*** Block opens ***

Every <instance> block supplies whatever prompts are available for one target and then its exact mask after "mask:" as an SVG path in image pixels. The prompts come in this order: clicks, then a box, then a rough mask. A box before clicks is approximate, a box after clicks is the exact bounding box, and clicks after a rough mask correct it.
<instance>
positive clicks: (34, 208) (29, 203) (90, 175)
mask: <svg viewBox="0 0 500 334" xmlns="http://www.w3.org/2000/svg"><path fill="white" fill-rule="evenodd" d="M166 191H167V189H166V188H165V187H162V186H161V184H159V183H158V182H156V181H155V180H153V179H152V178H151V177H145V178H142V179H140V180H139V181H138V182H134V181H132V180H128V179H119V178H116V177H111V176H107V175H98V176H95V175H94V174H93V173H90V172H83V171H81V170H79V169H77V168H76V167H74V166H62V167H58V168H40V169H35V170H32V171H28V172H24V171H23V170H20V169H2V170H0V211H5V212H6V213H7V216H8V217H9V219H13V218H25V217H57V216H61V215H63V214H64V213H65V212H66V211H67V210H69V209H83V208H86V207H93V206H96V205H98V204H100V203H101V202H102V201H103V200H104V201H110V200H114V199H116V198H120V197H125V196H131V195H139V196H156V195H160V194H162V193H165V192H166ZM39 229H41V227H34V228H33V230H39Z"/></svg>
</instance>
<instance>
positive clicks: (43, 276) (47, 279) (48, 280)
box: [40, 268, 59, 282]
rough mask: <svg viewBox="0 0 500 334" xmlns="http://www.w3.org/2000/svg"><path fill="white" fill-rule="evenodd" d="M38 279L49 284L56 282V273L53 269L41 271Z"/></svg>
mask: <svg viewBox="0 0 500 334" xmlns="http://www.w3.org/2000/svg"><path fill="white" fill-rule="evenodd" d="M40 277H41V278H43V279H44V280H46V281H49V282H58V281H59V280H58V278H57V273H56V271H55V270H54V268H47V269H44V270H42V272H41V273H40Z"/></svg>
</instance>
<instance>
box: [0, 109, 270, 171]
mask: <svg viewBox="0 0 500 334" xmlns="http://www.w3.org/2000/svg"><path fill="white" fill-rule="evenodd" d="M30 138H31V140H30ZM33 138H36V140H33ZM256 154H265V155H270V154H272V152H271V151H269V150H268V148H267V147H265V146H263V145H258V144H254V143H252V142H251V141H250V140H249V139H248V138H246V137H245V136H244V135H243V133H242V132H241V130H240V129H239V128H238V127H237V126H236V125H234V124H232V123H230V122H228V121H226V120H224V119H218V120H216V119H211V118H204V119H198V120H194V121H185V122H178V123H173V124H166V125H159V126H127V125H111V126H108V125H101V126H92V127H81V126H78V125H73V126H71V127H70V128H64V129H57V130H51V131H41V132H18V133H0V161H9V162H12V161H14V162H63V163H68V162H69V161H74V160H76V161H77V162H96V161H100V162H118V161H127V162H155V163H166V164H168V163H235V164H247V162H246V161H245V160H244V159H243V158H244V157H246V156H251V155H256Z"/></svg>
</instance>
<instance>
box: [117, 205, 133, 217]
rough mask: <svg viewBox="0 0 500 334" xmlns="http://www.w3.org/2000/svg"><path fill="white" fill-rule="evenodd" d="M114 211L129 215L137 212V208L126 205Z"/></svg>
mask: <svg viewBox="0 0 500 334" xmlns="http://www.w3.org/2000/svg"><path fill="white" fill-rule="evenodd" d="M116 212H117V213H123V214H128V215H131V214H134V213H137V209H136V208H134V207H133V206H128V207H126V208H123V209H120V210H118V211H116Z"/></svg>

*** Block closes ***

Would you copy, unchanged, the stretch of the records above that begins at the line containing "positive clicks: (34, 208)" and ends at the line containing "box: [40, 268, 59, 282]", and only that?

[Response area]:
positive clicks: (34, 208) (29, 203) (90, 175)
mask: <svg viewBox="0 0 500 334" xmlns="http://www.w3.org/2000/svg"><path fill="white" fill-rule="evenodd" d="M166 191H167V189H166V188H165V187H162V186H161V184H159V183H158V182H156V181H155V180H153V179H152V178H151V177H145V178H142V179H140V180H139V181H138V182H134V181H132V180H128V179H119V178H116V177H111V176H107V175H98V176H95V175H94V174H93V173H90V172H83V171H81V170H79V169H77V168H76V167H74V166H62V167H58V168H40V169H35V170H32V171H28V172H24V171H23V170H20V169H2V170H0V211H5V212H6V213H7V216H8V217H9V219H13V218H25V217H57V216H61V215H63V214H64V213H65V212H66V211H67V210H69V209H83V208H86V207H93V206H96V205H98V204H100V203H101V202H102V201H103V200H104V201H110V200H114V199H116V198H120V197H125V196H131V195H139V196H156V195H160V194H162V193H165V192H166ZM39 229H41V227H34V228H33V230H39Z"/></svg>
</instance>
<instance>
positive clicks: (43, 276) (47, 279) (48, 280)
box: [40, 268, 59, 282]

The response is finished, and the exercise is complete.